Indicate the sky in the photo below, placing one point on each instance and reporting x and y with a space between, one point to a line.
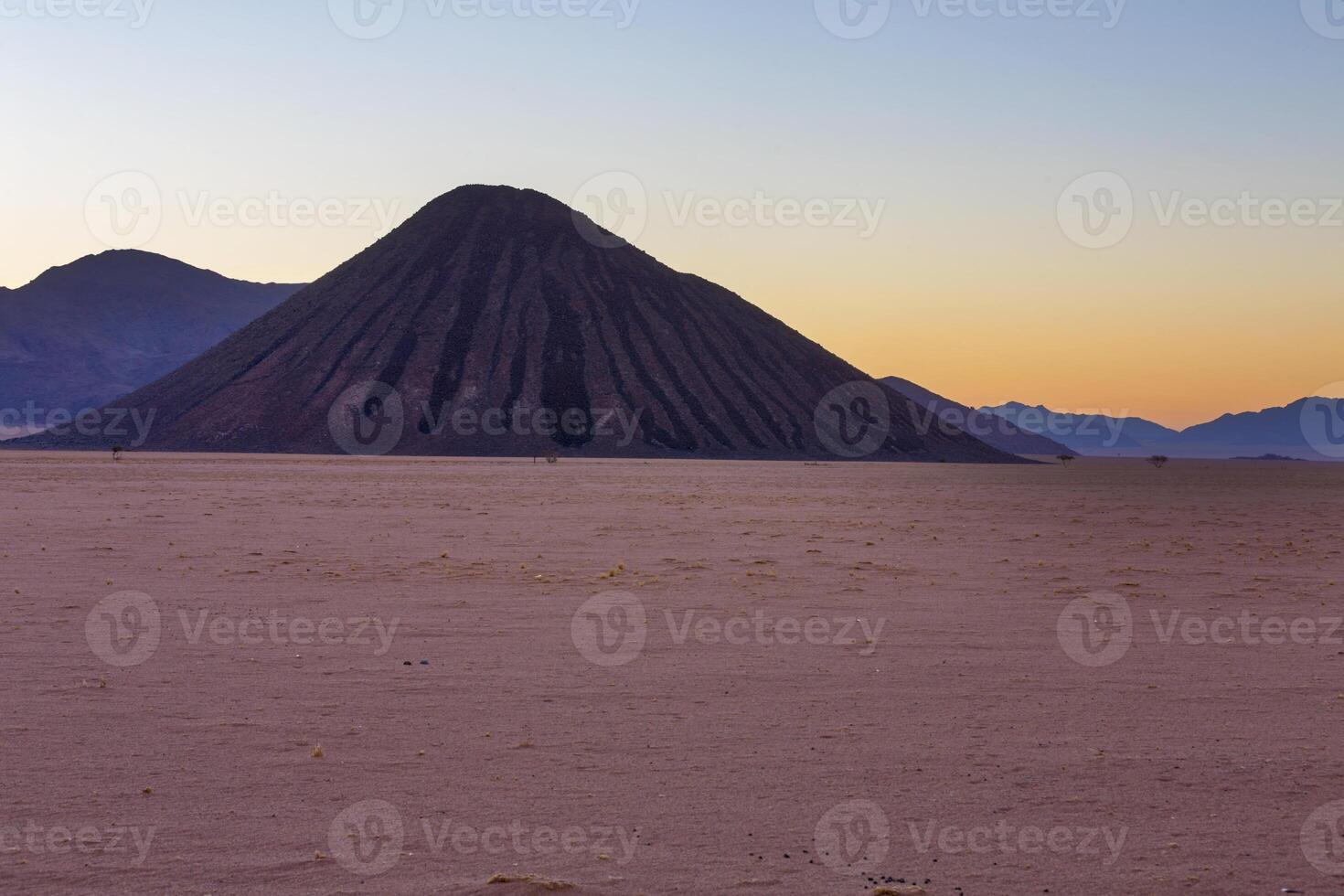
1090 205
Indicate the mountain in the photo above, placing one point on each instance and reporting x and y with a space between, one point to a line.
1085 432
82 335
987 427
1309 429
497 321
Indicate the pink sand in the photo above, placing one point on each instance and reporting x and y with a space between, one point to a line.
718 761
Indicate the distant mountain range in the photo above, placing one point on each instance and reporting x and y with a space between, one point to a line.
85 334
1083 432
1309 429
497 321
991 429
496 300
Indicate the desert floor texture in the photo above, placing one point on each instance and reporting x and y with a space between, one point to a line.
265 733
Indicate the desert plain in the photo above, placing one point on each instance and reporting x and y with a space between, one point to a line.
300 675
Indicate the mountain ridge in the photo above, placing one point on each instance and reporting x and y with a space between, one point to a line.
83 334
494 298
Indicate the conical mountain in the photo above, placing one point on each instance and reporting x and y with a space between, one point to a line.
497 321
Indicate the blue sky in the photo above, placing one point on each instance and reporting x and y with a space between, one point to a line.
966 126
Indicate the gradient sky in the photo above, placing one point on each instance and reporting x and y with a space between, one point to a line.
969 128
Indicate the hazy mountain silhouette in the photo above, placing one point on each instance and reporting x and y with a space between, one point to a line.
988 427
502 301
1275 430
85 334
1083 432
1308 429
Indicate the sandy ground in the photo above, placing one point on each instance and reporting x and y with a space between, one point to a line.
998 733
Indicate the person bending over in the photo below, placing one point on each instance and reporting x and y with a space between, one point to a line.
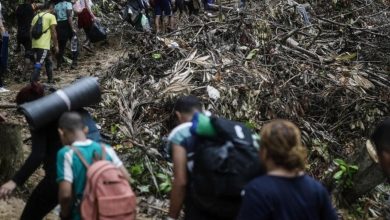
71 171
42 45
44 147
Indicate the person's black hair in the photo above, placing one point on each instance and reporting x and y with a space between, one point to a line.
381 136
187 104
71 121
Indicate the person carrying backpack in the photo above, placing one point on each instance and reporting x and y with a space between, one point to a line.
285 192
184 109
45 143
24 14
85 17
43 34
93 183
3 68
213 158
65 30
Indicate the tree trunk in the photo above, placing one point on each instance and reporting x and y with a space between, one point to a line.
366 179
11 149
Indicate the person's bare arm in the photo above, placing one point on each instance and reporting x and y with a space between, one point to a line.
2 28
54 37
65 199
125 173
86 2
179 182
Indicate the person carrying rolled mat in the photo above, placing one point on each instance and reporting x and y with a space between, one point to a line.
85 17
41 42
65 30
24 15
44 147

━━━

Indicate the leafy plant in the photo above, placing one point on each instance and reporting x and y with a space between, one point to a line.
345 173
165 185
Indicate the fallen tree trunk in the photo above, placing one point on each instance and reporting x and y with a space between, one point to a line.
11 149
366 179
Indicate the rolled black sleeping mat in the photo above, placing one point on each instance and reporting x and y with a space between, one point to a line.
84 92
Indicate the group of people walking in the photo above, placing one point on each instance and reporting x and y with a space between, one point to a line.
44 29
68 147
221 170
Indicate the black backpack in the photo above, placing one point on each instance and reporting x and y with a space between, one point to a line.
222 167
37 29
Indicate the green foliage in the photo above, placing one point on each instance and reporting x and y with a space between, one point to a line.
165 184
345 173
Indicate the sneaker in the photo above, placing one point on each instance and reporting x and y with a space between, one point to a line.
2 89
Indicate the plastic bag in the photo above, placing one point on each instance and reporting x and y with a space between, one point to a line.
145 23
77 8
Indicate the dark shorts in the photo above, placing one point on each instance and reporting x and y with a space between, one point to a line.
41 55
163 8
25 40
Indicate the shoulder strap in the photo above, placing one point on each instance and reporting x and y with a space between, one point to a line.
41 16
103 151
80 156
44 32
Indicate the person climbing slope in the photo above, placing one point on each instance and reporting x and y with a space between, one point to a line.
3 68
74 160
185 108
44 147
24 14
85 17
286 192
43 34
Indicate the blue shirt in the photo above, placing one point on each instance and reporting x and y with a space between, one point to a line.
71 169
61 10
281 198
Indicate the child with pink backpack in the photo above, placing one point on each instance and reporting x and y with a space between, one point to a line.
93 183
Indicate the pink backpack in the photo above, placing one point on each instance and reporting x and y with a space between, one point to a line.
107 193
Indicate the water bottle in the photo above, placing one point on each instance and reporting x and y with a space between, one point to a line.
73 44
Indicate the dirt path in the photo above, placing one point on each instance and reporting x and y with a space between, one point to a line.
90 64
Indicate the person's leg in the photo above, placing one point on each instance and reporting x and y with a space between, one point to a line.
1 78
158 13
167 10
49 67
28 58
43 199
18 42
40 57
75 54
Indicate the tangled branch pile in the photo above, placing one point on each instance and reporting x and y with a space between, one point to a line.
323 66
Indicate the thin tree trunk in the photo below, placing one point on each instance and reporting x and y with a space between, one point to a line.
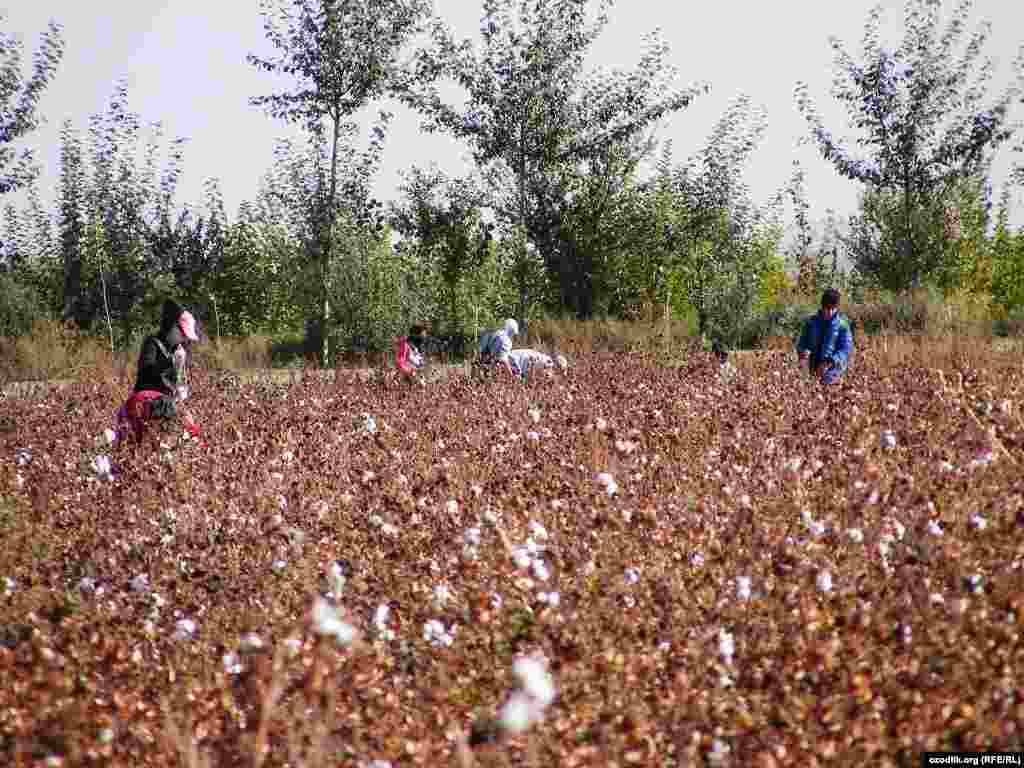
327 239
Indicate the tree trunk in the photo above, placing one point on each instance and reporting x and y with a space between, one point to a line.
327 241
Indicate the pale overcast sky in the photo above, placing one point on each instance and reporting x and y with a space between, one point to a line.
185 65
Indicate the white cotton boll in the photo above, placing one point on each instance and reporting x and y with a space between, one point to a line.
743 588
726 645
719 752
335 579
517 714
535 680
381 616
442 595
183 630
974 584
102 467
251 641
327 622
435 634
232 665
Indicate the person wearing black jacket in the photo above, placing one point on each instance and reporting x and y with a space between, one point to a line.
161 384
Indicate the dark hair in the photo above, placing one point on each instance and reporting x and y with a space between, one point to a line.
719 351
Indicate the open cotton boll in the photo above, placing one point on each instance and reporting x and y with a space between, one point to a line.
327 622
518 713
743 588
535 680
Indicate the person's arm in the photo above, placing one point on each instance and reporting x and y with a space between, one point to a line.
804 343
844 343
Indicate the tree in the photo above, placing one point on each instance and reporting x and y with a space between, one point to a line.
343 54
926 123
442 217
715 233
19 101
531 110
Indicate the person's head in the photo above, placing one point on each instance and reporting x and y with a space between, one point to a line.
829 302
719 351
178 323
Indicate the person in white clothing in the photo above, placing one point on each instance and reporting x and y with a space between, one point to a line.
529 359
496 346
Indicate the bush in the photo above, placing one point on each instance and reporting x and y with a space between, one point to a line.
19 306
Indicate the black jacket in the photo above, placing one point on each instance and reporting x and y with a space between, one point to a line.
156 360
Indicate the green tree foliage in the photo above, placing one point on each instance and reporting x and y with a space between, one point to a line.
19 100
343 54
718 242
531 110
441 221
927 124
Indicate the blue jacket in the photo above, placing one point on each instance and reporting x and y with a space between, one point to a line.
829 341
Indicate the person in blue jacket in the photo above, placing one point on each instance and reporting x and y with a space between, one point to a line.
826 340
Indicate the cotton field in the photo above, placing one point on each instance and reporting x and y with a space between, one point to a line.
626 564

━━━

» **Job**:
How many lines in the rows above contain the word "blue"? Give only the number.

» **Task output**:
4